- _Task requirements_: Return the following items word for word, beginning at the line that contains "Segment white countertop" and stopping after the line that contains "[24,22,76,158]".

Rows from a box labeling dataset:
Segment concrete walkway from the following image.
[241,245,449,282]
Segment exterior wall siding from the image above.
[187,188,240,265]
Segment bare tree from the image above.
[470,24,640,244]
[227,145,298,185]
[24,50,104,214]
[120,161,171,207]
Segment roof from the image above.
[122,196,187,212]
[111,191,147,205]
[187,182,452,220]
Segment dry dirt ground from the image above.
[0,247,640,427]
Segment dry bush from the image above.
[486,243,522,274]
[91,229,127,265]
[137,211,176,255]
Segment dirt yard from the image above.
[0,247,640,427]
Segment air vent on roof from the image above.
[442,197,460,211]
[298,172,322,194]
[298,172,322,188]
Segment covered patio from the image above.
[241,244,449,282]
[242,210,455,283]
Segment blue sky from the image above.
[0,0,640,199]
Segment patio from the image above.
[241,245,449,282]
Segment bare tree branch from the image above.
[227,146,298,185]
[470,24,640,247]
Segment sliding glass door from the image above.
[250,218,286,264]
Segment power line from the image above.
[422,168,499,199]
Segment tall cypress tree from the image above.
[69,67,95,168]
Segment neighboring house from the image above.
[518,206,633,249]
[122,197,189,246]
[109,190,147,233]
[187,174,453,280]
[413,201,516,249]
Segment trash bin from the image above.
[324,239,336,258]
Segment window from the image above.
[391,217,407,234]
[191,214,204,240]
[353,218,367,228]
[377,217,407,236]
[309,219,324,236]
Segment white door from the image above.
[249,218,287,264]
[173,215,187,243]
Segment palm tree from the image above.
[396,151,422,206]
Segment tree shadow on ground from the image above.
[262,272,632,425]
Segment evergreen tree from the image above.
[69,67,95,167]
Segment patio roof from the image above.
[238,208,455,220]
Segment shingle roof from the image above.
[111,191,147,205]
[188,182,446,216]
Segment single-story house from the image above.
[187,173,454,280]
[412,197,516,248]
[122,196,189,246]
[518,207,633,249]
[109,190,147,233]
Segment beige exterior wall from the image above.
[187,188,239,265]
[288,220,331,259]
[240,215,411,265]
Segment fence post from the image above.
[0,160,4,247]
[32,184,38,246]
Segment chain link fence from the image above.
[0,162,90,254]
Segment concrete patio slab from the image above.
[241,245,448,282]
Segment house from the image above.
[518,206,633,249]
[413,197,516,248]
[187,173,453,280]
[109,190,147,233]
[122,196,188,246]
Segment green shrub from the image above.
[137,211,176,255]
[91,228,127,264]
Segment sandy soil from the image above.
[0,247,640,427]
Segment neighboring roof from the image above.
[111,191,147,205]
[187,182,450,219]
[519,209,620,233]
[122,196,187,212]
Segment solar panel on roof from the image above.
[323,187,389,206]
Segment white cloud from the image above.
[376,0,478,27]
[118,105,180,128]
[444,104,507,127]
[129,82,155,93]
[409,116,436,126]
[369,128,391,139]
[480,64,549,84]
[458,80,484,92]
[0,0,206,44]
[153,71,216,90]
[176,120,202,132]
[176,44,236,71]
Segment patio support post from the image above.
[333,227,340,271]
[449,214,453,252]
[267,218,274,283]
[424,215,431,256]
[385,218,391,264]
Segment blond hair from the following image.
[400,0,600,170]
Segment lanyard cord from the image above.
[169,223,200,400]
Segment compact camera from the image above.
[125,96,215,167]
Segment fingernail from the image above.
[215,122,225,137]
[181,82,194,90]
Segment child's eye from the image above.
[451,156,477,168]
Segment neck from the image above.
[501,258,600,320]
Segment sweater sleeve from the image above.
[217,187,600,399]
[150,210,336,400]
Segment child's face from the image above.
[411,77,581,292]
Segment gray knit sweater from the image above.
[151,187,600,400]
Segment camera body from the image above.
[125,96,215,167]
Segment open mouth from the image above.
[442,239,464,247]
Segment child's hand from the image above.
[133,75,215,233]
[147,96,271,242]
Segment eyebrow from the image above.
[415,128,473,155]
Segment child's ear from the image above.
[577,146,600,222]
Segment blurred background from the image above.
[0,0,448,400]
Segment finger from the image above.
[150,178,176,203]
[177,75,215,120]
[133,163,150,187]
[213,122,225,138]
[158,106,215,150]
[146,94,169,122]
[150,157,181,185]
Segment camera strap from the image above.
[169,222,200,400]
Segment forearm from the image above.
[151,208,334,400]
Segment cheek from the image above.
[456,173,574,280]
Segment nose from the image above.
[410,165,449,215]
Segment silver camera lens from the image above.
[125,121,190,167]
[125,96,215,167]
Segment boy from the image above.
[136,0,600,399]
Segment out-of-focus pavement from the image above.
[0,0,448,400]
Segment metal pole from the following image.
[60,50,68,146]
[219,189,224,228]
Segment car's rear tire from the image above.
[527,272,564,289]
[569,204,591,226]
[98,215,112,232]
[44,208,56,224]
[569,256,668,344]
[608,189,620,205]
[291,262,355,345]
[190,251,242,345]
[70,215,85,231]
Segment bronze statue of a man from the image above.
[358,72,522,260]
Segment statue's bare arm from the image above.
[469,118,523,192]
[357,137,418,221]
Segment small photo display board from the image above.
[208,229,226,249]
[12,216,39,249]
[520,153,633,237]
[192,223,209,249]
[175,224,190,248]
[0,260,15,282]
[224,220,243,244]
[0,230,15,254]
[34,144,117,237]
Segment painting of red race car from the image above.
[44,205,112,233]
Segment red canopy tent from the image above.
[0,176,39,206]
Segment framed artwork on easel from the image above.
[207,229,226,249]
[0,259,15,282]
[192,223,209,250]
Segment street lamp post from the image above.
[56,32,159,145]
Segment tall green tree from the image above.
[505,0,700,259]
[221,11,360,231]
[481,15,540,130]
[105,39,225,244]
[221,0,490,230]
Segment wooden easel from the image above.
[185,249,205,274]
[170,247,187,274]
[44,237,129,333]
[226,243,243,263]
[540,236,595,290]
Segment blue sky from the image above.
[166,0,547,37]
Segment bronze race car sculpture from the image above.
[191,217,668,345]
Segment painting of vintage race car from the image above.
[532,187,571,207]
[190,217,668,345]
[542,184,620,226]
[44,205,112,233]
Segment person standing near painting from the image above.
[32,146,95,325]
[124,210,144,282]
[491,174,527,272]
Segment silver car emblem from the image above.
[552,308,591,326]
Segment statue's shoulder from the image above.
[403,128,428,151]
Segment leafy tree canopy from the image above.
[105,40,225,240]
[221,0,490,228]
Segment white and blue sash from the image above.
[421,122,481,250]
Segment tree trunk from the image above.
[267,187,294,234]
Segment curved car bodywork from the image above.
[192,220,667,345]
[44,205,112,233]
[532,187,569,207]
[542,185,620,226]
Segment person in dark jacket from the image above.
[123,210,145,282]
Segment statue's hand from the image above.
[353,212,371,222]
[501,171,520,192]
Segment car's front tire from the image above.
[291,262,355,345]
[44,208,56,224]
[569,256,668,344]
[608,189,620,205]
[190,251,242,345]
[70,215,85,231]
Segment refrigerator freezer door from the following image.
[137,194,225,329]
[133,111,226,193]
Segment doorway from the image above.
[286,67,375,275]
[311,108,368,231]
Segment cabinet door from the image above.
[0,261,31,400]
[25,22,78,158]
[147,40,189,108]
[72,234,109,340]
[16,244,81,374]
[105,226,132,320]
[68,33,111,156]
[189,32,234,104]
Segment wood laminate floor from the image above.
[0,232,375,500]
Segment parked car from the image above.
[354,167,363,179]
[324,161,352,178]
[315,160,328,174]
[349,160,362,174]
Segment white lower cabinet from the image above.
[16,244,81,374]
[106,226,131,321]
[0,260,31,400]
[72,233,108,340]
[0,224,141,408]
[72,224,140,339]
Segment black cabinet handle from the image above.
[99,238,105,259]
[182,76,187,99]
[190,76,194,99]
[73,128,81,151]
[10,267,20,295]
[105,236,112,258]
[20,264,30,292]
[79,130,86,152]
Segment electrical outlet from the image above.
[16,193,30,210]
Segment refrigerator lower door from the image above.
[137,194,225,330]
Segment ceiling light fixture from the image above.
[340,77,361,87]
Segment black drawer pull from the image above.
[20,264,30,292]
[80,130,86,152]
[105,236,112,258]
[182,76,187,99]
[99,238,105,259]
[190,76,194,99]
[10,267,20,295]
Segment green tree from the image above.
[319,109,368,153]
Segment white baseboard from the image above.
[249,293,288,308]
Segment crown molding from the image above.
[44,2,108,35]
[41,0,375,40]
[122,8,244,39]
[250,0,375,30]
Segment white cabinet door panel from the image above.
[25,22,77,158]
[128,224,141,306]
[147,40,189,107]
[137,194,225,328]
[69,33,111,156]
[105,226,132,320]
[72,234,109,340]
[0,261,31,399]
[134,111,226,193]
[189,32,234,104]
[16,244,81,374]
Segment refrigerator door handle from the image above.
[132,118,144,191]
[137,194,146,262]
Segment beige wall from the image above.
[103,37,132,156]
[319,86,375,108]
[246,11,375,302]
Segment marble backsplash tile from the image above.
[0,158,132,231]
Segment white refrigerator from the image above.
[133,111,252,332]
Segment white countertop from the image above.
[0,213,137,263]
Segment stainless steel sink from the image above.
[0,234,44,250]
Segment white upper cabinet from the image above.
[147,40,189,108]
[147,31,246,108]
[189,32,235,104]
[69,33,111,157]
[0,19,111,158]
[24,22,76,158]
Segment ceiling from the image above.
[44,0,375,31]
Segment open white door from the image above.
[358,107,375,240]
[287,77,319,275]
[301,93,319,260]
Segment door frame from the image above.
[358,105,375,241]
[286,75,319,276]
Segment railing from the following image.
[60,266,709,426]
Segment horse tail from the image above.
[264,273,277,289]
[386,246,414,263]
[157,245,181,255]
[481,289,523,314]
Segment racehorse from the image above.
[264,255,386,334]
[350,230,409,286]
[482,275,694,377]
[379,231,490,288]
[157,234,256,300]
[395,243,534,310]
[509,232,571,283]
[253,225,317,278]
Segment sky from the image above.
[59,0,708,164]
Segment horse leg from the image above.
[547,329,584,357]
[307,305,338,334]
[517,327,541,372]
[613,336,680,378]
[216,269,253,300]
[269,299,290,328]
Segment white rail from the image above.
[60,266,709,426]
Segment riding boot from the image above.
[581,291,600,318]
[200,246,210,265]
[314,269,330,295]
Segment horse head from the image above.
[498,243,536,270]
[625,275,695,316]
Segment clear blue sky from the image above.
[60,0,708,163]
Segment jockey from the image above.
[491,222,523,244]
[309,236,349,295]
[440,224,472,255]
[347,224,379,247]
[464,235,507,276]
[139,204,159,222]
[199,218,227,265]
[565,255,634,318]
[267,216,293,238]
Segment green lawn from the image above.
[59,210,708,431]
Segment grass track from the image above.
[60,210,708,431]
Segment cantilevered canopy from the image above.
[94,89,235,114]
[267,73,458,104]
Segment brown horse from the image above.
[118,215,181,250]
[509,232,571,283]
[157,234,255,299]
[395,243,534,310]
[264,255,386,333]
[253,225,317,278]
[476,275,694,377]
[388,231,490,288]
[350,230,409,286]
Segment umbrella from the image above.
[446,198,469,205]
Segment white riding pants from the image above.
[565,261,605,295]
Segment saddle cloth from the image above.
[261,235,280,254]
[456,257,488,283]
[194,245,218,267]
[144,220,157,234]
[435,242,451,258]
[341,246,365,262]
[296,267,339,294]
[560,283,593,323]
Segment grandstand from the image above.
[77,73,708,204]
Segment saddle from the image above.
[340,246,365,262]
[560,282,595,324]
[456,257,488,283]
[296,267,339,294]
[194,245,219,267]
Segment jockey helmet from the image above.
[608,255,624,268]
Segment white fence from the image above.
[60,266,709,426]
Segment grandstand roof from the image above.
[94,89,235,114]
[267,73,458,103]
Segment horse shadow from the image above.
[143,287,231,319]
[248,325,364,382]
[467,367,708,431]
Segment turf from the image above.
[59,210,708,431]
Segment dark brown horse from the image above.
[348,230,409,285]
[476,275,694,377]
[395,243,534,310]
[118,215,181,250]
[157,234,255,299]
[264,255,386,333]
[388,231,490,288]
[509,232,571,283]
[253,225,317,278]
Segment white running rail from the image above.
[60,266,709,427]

- _Answer to this problem_:
Segment white countertop from the image above.
[0,213,137,263]
Segment stainless steel sink from the image above.
[0,234,44,250]
Segment white upper cabinet from the image above.
[147,40,189,108]
[147,31,246,108]
[189,32,235,104]
[69,33,111,157]
[0,19,111,158]
[24,22,76,158]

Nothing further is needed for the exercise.